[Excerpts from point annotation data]
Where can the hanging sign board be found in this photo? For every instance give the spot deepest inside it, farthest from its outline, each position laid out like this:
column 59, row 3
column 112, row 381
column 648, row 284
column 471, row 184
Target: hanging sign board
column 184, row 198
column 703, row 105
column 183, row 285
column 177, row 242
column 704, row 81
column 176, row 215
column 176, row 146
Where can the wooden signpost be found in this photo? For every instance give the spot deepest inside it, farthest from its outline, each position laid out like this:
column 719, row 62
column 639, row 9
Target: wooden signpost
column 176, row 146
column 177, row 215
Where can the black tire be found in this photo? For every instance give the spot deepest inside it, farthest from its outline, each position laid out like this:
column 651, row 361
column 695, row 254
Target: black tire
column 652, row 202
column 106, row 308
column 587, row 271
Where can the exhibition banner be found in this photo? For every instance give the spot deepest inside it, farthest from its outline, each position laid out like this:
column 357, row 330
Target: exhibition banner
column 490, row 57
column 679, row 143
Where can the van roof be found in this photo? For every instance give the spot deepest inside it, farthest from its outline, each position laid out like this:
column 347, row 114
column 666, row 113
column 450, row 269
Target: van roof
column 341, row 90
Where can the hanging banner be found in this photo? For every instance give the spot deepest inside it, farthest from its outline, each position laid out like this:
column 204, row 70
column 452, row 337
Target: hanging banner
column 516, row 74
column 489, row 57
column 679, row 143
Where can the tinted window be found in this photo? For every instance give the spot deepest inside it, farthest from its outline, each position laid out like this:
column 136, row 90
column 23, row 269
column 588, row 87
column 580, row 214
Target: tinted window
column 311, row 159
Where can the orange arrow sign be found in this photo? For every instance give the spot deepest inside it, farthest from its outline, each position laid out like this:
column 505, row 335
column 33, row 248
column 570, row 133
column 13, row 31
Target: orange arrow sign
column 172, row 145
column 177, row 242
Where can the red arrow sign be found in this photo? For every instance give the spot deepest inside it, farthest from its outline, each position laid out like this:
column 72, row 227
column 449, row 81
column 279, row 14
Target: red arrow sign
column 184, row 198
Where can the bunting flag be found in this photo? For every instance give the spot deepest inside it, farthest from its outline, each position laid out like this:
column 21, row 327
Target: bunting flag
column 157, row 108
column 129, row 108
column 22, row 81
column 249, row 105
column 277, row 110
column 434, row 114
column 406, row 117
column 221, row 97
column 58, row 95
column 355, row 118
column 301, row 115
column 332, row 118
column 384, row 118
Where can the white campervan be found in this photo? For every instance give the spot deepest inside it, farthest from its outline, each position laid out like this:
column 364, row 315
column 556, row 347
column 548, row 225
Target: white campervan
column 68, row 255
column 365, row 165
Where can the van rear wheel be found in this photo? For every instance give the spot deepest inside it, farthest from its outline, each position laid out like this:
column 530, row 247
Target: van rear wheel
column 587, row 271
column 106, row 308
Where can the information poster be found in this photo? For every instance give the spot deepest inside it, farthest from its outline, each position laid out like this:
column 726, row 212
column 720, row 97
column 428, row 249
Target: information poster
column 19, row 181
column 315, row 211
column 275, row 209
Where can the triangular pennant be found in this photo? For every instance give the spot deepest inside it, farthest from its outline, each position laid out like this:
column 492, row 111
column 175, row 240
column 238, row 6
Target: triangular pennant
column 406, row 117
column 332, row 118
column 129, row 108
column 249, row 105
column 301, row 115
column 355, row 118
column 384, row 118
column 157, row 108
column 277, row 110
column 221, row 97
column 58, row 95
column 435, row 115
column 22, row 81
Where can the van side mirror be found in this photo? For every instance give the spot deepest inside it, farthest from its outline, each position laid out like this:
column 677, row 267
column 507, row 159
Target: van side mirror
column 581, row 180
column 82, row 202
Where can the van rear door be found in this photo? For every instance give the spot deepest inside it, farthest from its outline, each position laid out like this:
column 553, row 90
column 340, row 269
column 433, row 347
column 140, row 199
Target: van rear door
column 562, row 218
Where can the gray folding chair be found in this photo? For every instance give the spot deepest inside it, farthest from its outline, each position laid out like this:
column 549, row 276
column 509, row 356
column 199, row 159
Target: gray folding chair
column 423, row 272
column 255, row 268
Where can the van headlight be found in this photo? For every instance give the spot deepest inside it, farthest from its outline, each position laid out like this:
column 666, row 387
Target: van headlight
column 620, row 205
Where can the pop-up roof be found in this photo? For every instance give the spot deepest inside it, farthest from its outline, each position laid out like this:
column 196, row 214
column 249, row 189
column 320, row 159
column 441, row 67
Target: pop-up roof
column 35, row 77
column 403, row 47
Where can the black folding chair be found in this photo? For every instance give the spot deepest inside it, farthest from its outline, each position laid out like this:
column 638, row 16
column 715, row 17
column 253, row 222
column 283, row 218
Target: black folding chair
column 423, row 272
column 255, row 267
---
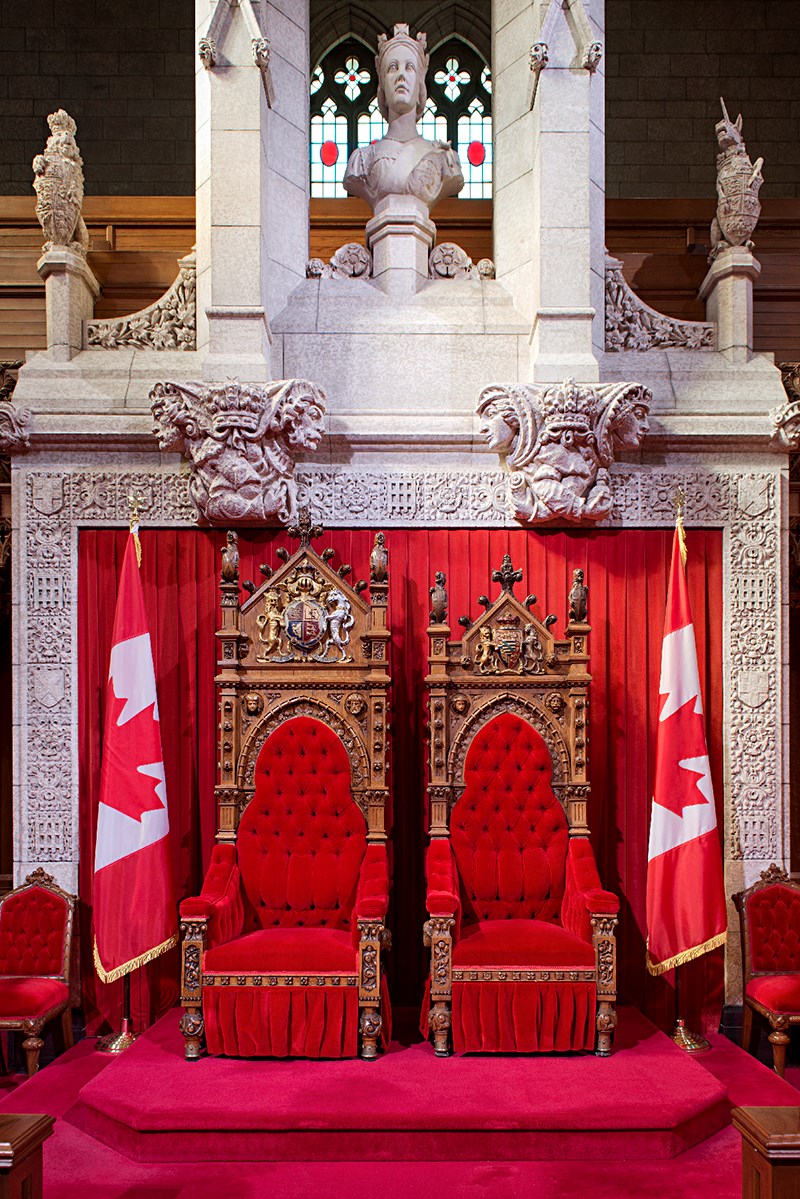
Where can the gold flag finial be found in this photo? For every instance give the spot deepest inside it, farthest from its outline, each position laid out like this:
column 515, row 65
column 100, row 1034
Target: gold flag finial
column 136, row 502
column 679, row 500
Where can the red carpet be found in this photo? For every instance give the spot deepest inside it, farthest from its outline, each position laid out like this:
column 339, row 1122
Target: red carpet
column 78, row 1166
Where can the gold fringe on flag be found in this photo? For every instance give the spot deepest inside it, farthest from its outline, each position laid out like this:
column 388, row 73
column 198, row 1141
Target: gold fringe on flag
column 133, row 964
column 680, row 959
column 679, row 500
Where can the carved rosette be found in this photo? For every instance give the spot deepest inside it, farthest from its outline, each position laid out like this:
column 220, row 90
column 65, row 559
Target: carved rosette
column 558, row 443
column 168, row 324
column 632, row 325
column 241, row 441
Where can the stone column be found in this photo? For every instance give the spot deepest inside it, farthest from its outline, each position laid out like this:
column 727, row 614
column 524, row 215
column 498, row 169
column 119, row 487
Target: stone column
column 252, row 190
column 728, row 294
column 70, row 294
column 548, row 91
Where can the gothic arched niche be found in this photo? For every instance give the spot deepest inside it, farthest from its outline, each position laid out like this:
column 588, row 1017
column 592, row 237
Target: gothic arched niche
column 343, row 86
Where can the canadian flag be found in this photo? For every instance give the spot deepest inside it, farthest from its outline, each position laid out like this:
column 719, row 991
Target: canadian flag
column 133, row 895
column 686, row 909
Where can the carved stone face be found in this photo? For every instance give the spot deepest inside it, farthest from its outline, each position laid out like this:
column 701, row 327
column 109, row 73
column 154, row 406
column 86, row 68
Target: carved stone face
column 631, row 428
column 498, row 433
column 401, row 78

WRITTEN PROBLEM: Which lines in the data above contain the word "board"? Filter those out and copy each one in full.

THE ANSWER:
Where can the hanging sign board be found in this photo? For every instance give the spot deepest inside it, farthest from its outline, each position laid out like this:
Target: hanging sign board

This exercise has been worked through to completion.